- [What you are asked to do]: Each line from the opening of the listing below through the line that contains "Target: goalkeeper in red kit" is to be output exactly as written.

- [Records provided]:
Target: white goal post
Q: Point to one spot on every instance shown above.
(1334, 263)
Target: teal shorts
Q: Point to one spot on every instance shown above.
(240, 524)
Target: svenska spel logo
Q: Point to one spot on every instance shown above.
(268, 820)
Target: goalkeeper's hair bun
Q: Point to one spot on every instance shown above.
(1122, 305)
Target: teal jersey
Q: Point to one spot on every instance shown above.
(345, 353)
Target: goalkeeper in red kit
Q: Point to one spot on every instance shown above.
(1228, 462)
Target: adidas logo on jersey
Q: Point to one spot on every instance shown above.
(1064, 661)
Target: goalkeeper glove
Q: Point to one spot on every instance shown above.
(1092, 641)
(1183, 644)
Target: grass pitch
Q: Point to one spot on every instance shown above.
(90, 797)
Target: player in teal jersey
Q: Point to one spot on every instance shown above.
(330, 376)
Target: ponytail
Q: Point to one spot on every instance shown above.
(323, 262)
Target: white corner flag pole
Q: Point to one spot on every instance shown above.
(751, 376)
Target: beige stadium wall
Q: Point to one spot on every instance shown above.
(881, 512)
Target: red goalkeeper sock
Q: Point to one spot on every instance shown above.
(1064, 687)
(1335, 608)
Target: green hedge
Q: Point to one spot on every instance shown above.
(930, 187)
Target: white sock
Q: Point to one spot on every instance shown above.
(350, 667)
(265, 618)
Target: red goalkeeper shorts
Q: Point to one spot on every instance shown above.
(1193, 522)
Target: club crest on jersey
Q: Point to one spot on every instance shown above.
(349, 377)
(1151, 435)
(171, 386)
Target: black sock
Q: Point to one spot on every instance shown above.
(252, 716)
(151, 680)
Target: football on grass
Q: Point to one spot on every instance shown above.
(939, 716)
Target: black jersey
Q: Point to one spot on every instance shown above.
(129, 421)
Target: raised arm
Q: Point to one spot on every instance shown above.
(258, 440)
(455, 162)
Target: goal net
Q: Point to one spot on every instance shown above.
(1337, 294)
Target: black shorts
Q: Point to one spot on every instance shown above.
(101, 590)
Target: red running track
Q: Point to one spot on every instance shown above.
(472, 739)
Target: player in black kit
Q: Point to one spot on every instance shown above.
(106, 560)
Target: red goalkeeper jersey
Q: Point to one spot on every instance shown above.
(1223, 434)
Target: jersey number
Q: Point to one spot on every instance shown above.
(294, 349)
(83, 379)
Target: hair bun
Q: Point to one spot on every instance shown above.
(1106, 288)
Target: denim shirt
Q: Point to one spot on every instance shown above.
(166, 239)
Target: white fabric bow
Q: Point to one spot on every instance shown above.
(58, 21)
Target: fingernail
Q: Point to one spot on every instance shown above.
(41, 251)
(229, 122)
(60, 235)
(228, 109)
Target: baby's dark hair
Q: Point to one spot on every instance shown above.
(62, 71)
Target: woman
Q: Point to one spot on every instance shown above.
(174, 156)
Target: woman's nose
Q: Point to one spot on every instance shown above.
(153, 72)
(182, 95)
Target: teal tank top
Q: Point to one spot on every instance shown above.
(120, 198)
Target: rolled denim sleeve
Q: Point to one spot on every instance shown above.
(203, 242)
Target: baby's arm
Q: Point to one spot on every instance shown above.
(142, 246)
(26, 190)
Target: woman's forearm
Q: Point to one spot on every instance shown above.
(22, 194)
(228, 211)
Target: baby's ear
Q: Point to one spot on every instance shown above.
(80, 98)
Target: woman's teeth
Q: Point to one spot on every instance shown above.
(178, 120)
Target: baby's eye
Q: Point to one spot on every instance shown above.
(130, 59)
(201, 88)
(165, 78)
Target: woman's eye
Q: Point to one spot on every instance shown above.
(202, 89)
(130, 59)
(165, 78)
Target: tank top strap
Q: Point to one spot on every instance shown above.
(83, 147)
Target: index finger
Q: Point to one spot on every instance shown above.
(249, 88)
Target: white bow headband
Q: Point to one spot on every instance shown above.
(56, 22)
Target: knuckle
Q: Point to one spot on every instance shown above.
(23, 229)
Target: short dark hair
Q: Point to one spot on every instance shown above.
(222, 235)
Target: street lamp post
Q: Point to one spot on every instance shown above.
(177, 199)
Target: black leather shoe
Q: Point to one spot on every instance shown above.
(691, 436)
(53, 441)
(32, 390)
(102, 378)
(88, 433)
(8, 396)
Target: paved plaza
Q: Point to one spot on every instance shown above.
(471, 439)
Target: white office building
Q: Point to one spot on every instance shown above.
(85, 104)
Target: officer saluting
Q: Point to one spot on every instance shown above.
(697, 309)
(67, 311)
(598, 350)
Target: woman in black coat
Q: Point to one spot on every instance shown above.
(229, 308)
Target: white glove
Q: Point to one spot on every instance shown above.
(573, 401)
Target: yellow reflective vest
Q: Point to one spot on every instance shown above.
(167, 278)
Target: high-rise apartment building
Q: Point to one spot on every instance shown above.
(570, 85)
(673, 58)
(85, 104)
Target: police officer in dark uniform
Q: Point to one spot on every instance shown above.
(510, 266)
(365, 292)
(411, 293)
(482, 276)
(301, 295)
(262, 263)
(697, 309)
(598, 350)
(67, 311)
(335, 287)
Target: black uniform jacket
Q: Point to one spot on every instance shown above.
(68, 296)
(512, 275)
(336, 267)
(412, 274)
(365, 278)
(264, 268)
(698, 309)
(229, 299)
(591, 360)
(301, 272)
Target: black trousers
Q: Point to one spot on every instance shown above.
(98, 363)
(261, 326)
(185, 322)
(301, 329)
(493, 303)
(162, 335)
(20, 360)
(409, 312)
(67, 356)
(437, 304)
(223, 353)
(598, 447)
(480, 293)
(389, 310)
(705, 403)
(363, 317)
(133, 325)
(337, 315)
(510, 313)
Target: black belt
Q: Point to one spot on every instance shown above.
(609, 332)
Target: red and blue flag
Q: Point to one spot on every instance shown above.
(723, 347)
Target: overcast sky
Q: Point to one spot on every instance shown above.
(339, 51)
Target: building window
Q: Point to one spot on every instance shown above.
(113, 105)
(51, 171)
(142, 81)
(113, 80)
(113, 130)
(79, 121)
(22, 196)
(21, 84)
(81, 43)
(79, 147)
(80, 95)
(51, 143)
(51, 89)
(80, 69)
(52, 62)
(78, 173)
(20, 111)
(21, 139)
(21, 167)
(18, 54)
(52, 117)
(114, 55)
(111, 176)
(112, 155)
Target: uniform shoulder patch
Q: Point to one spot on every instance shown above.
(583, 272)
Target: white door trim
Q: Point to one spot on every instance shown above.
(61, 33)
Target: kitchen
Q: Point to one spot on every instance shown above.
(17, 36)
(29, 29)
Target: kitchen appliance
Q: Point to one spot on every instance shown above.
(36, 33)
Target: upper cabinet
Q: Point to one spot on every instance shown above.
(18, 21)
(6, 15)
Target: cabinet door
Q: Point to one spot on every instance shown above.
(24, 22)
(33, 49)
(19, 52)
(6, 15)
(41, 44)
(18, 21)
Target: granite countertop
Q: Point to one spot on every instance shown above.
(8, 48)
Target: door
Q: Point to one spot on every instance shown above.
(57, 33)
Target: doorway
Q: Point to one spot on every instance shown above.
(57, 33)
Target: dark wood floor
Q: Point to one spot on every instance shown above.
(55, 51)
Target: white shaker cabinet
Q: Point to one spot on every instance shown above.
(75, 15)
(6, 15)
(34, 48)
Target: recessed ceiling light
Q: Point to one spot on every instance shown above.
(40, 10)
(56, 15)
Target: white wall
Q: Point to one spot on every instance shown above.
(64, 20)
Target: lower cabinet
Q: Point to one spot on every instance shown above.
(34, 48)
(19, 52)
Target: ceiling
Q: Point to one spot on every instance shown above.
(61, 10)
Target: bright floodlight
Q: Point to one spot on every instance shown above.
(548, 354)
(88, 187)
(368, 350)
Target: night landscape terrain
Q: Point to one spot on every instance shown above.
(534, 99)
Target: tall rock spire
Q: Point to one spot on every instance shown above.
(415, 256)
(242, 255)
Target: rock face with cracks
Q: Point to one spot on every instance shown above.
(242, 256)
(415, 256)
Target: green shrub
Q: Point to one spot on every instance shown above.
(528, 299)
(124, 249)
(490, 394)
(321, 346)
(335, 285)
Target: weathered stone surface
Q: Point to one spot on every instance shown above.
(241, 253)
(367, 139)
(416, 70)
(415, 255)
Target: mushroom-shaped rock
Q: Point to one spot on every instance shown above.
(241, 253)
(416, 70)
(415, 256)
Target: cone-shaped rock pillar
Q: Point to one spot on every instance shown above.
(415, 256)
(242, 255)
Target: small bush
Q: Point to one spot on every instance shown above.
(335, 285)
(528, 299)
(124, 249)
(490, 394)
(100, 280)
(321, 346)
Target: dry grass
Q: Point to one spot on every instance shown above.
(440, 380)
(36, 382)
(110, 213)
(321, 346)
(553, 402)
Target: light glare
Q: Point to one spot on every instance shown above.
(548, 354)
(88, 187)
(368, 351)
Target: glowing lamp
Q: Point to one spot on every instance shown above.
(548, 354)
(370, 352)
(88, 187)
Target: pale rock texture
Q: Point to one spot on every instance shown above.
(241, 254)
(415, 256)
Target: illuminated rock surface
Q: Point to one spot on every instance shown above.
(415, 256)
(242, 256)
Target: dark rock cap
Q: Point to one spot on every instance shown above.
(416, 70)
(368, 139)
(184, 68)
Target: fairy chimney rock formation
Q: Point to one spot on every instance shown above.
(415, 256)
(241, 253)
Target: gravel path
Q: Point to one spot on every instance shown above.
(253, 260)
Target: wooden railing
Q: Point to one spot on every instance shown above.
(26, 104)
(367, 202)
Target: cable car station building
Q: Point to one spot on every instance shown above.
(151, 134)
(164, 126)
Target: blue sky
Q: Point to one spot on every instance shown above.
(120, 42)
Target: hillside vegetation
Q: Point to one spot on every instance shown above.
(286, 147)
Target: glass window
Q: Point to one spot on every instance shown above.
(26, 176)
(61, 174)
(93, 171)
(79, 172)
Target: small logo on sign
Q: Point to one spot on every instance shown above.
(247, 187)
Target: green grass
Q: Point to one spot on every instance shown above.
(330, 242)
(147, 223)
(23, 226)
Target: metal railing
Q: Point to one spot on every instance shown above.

- [The completed task]:
Target: white goal post
Q: Point to one spot on every instance shown above.
(1334, 263)
Target: teal shorts
Q: Point to one spot on every instance shown above.
(240, 524)
Target: svenska spel logo
Q: Point to one spot on every instance shown above.
(268, 820)
Target: goalkeeper's hair bun
Q: Point to one spot on every instance shown above.
(1122, 305)
Target: teal jersey
Q: Point to one spot on every instance shown above.
(345, 353)
Target: goalkeeper in red kit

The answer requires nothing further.